Your objective —
According to the post on Magic's Revised Edition, what did the original tap symbol look like?

>> Start Page text

Joined Jul 2007
1515 Posts


by glwiley, Aug 28,2009

Magic: Revised Edition

The Revised Edition was released in April 1994. The set contained 306 cards, 267 of which were reprinted from the Unlimited Edition, 20 of which were reprints from the Arabian Nights expanion and 19 of which were reprints from the Antiquities expansion. The Revised Edition attempted to clean up a number of rules issues which the Alpha/Beta and Unlimited Editions had.

The Revised print run is estimated to have been approximately 500 million cards.
Revised edition cards have white borders and no expansion symbol. Revised edition cards may be distinguished from Unlimited edition cards in two ways. Revised edition cards have lighter, more "washed-out" colors, and the beveling (a heavy black line on the right hand edge of the art pane) intended to create a pseudo-3D effect that was present on Unlimited cards was removed.
Revised edition cards were the first to use a "tap" symbol. HOwever, the tap symbol on Revised cards differs from the one that is currently in use (which was introduced in April 1995 with 4th Edition). The original tap symbol was a letter "T", turned on a 45 degree angle, within a light-grey filled circle. This symbol also appears on cards printed in the Legends, The Dark and Fallen Empires expansion sets.

Rule changes:

Continuous, Mono and poly artifacts simply became "artifacts". Mono artifacts became tapped as part of their activation.

>> End Page text
>> Start Information supplied

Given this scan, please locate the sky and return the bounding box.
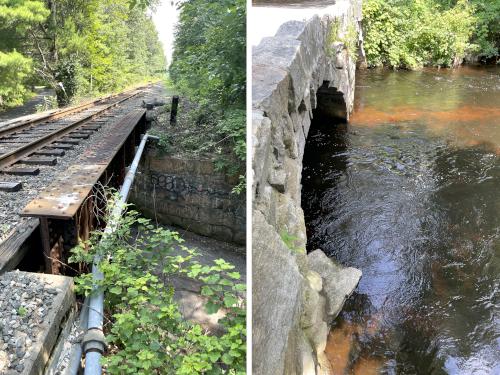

>> End Information supplied
>> Start Information supplied

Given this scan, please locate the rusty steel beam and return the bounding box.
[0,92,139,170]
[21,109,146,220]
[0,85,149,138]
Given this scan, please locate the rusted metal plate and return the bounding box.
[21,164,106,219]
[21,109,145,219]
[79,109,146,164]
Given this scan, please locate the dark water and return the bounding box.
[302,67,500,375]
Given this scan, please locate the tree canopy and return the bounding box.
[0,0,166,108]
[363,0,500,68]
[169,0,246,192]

>> End Information supplied
>> Start Information supplied

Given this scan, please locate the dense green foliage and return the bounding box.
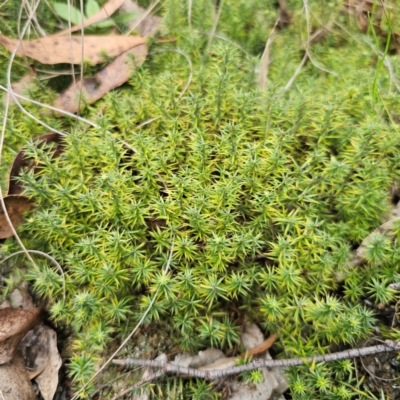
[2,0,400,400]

>> End Information supplied

Worked answer —
It was a letter "T" turned on a 45 degree angle, inside a light-grey filled circle.